* _PROVIDED TEXT_
The ability to name elements or groups symbolically both for display in usage
text and for the purpose of naming things in the parsed result. This behavior
is important not for grammatical reasons but in order to be able to organize
the parsed data in usable ways, especially for more complex grammars.

Examples of most of those grammatical features have already been shown, but
another might help to make things more explicit. The example below defines a
grammar for a program with two usage variants (named Add and Delete) triggered
by the value of the <task> positional (add or delete), along with a third
variant (named Examples) that allows the user to request some help text showing
examples. Note that usage variants can have explicit names (as shown below) or
not (the more common case); if defined, a variant name is mainly useful as a
convenient label/handle when using the Parser's configuration API.
p = Parser('''::
Add : <task=add> (<name> <id>)...
Delete : <task=delete> <id>{1,5} [--archive [--json [--indent] | --xml]]
Examples : --examples
''')

Each usage variant above has something noteworthy.

The Add variant requires the <name> and <id> positionals to come in pairs.

The Delete variant uses a regex-style quantifier for <id>, and the --archive
option is configured so that it can be accompanied by other options in
different combinations (either --xml or --json plus an optional --indent).

The Examples variant takes an entirely different form from the
subcommand-style of the other two variants. It illustrates the general point
noted above: if you start with a narrow vision for command-line grammars and
then tack on a subparser API, you can support typical subcommand-style
programs, but nothing else; however, if you start with composable concepts
you can support subcommand-style programs and all kinds of other needs as
well — with almost no additional API burden on users.

Defining command-line grammar via a configuration syntax based on usage text is
not a new idea. While most argument parsing libraries are like argparse in
configuring the parser's grammar via a programmatic API, some libraries take a
different approach: the user writes the usage and help text (sometimes enhanced
with special syntax elements), the parser is derived from that text, and the
text (minus any special syntax) is used as the literal usage and help text
presented to end users. Examples include docopt in Python or
Getopt::Long::Descriptive, Getopt::Euclid,
and Getopt::Declare in Perl.
I believe my first exposure to such ideas came in the early 2000s from Damian
Conway, a great programming educator and the initial author of Getopt::Euclid.
He is arguably the inspiration for this library: I have been thinking, on and
off, about how to make a better argument parser since then. A second debt is
owed to Vladimir Keleshev, the primary author of Python's docopt. That library,
in my view, has unfortunate and signficant limitations, but it is based on some
compelling ideas. The 2012 PyCon video promoting the library is
entertaining and wonderfully polemical in the best sense of the word — well
worth the time of anyone interested in the subject. Watching the video in the
early 2010s rekindled my interest in the Optopus project and helped me refine
ideas I had been mulling over for a long time.

* _RECORDED INFORMATION_
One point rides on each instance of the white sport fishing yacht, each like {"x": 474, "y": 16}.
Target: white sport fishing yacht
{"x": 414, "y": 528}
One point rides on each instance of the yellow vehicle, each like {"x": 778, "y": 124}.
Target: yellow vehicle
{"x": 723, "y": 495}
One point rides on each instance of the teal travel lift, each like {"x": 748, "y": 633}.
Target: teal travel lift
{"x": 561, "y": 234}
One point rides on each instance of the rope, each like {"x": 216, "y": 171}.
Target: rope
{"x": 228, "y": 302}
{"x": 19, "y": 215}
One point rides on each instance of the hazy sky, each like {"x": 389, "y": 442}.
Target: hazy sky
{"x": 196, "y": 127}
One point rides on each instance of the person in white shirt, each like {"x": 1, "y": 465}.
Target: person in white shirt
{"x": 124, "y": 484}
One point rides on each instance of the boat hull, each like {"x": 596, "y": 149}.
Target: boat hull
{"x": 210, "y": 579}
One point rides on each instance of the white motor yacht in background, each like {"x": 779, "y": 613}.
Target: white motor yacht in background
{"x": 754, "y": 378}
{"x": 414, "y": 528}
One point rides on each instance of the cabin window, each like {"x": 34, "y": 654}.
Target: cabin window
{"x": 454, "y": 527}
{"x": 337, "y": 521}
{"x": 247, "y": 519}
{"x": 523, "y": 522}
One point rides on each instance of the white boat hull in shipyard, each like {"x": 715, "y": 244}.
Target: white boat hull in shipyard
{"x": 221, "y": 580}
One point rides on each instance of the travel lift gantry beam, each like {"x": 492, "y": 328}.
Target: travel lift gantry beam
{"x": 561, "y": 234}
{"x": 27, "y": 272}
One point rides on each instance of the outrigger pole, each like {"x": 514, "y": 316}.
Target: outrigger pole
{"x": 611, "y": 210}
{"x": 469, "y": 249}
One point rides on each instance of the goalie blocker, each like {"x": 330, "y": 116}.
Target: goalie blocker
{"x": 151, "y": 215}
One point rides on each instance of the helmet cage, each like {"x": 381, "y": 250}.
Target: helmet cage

* _JOBS_
1 - Answer these questions about the command-line parsing text, one per line:
(a) Which two values of the <task> positional trigger the Add and Delete variants?
(b) Which Python library is given as an example of deriving a parser from usage text?
(c) Who is named as the initial author of Getopt::Euclid?
2 - Write what comes after the last sentence of the command-line parsing text.

* _THE RESPONSES_
1 -
(a) add and delete
(b) docopt
(c) Damian Conway

2 -
In spite of those intellectual debts to this alternative tradition in argument
parsers, my experiments with many libraries convinced me that both approaches
— API-driven configuration and usage-syntax-driven configuration — have their
strengths and weaknesses. Optopus aims to build on the strengths of each:
Usage-syntax to define the core. Optopus encourages the use of text as the
primary mechanism to configure the command-line grammar and the logical
relationships among the elements, along with the names to be used when
referring to options, parameters, positionals, groups, and usage variants. It
also encourages the text syntax for defining option aliases and the help text
for individual positionals and options. Those are the areas where the
text-driven approach shines, either because the configuration is unavoidably
textual (for example, help text for individual Opts) or because text is simply
a more efficient and intuitive configuration mechanism than API calls (the
grammatical relationships among the elements). Consider the example grammar
shown above: it conveys a lot of information very efficiently and intuitively
when compared against what most API-driven libraries would require of the user
(and none of them could fully support the example). In spite of the benefits of
text-based configuration, most programmers do not want to handcraft the
end-user-facing usage and help text if a computer program can do it
consistently and well (not to mention dynamically responding to terminal width
or to runtime configurations). That is why Optopus takes substantial
inspiration from, but does not fully adopt, the ideas motivating the
text-driven parsers like Getopt::Euclid and docopt. Optopus treats the text
primarily as a configuration syntax, not literal usage text. Naturally, it does
provide an easy mechanism for that syntax to include blocks of literal text.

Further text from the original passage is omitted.